--- REQUIRED TASKS ---
1. List every identifier in the qspinlock description below that contains an underscore or a slash, in order of appearance.
2. According to the qspinlock description below, how must xchg_tail be implemented instead of with a 16-bit xchg?

--- EXTRACT TO READ ---
The algorithm is copied from kernel/locking/qspinlock.c and adapted for
BPF use.

We first implement abstract helpers for portable atomics and
acquire/release load instructions, by relying on X86_64 presence to
elide expensive barriers and rely on implementation details of the JIT,
and fall back to slow but correct implementations elsewhere. When
support for acquire/release load/stores lands, we can improve this
state.

Then, the qspinlock algorithm is adapted to remove dependence on
multi-word atomics due to lack of support in BPF ISA. For instance,
xchg_tail cannot use 16-bit xchg, and needs to be a implemented as a
32-bit try_cmpxchg loop.

Loops which are seemingly infinite from verifier PoV are annotated with
cond_break_label macro to return an error. Only 1024 NR_CPUs are
supported.

--- RECORD LIST ---
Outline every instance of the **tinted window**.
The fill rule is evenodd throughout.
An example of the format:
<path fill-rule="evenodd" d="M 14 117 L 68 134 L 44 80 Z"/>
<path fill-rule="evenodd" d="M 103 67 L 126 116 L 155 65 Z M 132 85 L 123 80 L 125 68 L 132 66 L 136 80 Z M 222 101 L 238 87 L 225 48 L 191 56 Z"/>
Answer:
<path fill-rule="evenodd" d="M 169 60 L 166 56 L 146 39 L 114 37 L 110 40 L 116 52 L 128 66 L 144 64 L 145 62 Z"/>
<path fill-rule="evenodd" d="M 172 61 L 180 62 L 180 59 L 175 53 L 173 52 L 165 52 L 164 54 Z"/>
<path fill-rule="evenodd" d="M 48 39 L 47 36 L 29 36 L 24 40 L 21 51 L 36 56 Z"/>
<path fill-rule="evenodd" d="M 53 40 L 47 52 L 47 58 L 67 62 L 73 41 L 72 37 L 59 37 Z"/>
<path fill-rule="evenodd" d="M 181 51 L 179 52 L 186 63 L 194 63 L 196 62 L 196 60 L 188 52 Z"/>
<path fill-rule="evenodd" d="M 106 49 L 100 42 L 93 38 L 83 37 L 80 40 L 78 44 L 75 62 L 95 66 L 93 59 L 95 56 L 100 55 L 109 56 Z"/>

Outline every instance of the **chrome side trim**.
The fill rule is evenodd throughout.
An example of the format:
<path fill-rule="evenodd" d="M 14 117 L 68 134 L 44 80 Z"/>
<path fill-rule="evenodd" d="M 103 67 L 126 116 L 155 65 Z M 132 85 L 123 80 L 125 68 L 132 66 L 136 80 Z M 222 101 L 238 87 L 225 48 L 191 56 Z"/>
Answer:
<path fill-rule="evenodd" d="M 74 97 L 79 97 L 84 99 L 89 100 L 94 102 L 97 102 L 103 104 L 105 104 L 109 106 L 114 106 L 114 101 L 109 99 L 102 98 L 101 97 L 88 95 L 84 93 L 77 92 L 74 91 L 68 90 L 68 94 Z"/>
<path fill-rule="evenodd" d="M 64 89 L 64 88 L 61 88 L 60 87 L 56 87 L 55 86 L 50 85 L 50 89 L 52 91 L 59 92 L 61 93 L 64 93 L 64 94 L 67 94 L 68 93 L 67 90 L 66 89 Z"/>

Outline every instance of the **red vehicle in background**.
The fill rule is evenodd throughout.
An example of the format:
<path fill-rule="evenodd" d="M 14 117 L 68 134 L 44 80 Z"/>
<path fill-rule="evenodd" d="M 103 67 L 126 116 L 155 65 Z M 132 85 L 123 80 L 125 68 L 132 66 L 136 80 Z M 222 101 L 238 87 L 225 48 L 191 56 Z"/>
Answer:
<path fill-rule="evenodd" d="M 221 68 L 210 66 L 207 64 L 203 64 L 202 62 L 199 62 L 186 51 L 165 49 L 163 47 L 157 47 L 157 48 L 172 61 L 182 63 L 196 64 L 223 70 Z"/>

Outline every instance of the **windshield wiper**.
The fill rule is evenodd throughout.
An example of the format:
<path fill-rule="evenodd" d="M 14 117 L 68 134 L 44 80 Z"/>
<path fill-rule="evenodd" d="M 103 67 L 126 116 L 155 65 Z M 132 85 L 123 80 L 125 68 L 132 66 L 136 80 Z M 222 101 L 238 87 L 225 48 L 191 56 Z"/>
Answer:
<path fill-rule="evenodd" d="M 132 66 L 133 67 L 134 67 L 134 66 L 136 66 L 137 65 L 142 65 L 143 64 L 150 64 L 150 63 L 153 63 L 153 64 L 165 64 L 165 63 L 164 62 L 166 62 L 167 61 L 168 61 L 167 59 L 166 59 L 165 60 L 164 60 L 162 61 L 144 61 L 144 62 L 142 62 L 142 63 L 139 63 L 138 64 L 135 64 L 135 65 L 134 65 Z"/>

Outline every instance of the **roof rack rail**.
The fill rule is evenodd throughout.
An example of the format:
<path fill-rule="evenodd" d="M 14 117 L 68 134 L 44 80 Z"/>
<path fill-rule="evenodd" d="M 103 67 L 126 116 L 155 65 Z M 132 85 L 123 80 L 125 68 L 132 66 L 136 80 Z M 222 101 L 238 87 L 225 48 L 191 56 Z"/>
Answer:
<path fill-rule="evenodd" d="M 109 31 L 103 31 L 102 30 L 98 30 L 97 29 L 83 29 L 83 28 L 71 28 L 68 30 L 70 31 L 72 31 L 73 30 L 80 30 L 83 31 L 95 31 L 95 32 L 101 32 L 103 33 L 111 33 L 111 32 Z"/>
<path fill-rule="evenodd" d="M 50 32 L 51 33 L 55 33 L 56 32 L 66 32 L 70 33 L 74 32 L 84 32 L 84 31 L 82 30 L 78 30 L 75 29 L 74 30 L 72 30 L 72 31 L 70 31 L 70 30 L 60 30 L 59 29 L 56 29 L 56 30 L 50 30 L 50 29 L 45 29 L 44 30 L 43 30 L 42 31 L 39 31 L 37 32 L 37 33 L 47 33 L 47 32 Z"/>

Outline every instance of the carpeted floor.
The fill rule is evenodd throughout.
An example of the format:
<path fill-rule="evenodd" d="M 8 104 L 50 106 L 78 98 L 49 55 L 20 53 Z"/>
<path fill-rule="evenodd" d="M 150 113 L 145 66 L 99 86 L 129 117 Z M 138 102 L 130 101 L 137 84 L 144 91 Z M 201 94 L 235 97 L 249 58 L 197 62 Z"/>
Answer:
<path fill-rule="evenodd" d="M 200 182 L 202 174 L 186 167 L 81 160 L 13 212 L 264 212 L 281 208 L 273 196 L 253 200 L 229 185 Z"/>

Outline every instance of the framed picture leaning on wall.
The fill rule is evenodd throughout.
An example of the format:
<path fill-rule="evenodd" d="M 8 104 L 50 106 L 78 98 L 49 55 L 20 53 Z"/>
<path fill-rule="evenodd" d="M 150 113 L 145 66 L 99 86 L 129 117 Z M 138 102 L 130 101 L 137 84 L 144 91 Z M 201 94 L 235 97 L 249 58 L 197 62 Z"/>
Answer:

--- EXPECTED ANSWERS ---
1.
kernel/locking/qspinlock.c
X86_64
xchg_tail
try_cmpxchg
cond_break_label
NR_CPUs

2. As a 32-bit try_cmpxchg loop.